**Requirements:**
(1) Determine whether each statement (a), (b) and (c) agrees with the passage on reverse analysis. Answer yes or no for each, and quote the deciding words of the passage exactly: (a) Reverse analysis involves converting hexadecimal values into assembly code. (b) A keygen serves to calculate the registration code for a specific software. (c) Every 8 bits of binary can be converted to one hexadecimal digit.
(2) Rescale the records below. Begin at the line that has "detect_objects — Locates the specified monument" and continue through the end of the records, reproducing only those lines, requests included. Multiply every box coordinate in the answers by 2.25, round to whole numbers with halves going up, and omit the pictures.

**Source:**
So, you just need to find a hex editor like Ultra Edit to directly open and view the executable file, haha, if you can understand it. You will find that what you see now is all hexadecimal values (every 4 bits of binary can be converted to one hexadecimal digit). This is the specific content of the executable file, which of course includes the code of the executable file. (an old cow: how nostalgic!)(a newbie: stupid cow, shut up, I’m getting dizzy). Haha, at this moment, do you feel a bit confused looking at these things?

These things look like a foreign language, and no one can analyze them using this stuff, so corresponding software has been developed to convert these hexadecimal values into corresponding assembly code. This is what is known as reverse analysis.

Haha, clever you must be thinking now, if you find the part of the software that calculates the registration code and analyze it to understand its calculation method, then you wouldn’t have to register the software through payment, right? Of course, you can also restore this calculation process to any programming language you are familiar with. The compiled program is called a keygen, and its function is to calculate the registration code for a specific software. (Haha, don’t you often see such descriptions in software? “Prohibiting the creation and distribution of the registration key and cracking programs for this software; prohibiting reverse engineering of this software, such as disassembly, decompilation, etc.”)

We can understand the author’s feelings in doing this; after all, they have put so much effort into their software, so I hope you don’t learn cracking just because you can’t afford the registration fee.

**Records for this exercise:**
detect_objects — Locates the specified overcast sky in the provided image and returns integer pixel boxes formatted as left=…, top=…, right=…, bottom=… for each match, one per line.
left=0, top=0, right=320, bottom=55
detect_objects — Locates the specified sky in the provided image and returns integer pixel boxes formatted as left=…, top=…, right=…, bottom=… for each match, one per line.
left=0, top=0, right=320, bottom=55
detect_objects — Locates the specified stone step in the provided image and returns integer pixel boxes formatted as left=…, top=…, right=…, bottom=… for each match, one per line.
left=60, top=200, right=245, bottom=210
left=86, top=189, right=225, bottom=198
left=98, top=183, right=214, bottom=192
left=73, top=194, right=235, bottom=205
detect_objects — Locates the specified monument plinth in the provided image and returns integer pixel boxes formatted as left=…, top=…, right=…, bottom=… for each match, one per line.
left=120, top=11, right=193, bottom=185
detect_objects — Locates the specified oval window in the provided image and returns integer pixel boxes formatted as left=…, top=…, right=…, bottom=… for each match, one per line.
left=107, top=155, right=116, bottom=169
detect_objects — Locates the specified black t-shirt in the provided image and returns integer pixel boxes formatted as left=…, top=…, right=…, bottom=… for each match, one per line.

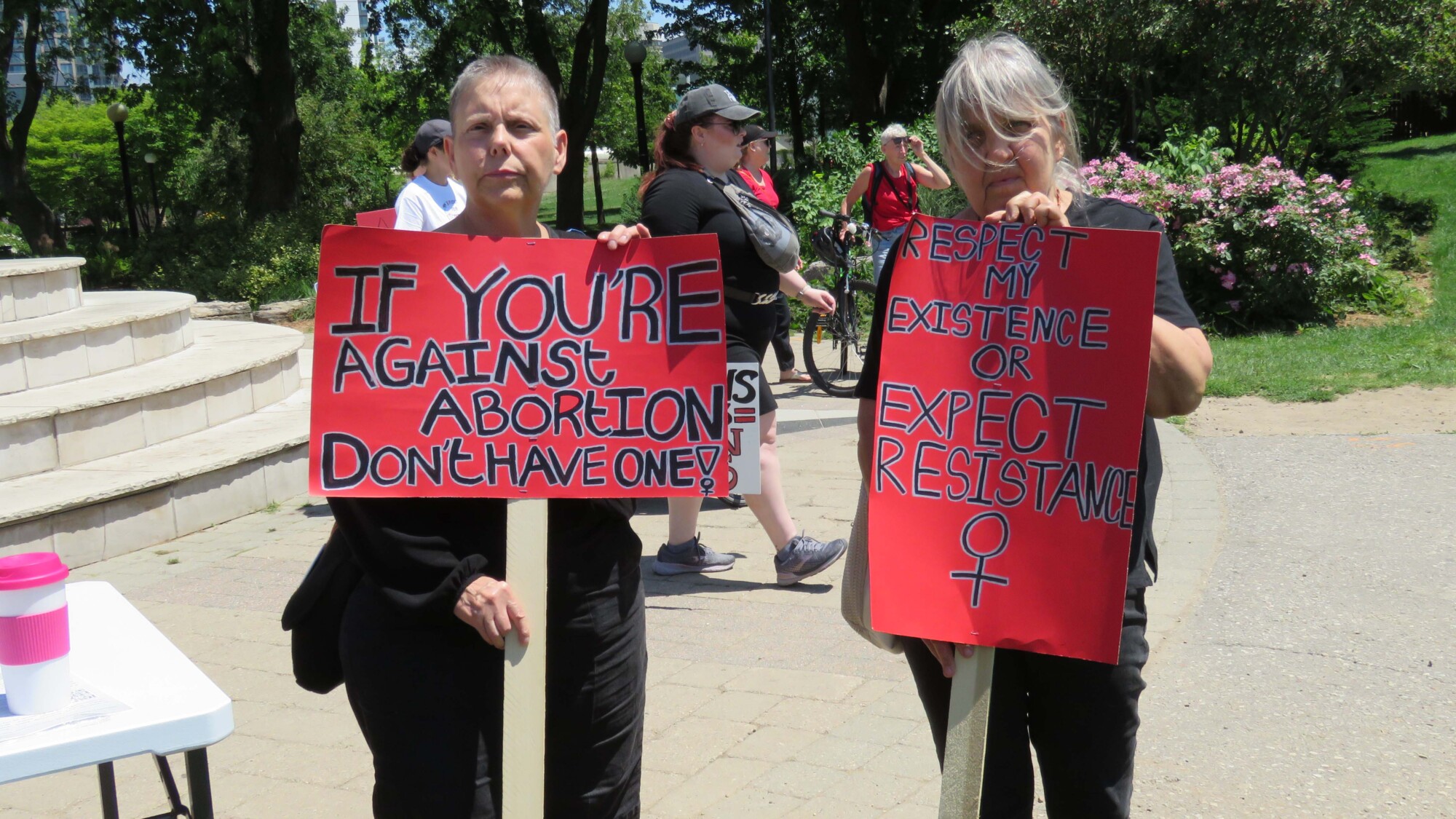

**Outputs for the tasks:**
(1)
(a) Yes: "corresponding software has been developed to convert these hexadecimal values into corresponding assembly code. This is what is known as reverse analysis."
(b) Yes: "its function is to calculate the registration code for a specific software."
(c) No: "every 4 bits of binary can be converted to one hexadecimal digit"

(2)
detect_objects — Locates the specified monument plinth in the provided image and returns integer pixel boxes formatted as left=…, top=…, right=…, bottom=… for each match, one per line.
left=270, top=25, right=434, bottom=416
detect_objects — Locates the specified oval window in the provided image and returns integer pixel boxes formatted as left=…, top=…, right=…, bottom=… for each match, one per line.
left=241, top=349, right=261, bottom=380
detect_objects — Locates the specified black t-shirt in the provided image and returns integer pixel boxes formatted as left=…, top=…, right=…, bottom=… for each match, one per line.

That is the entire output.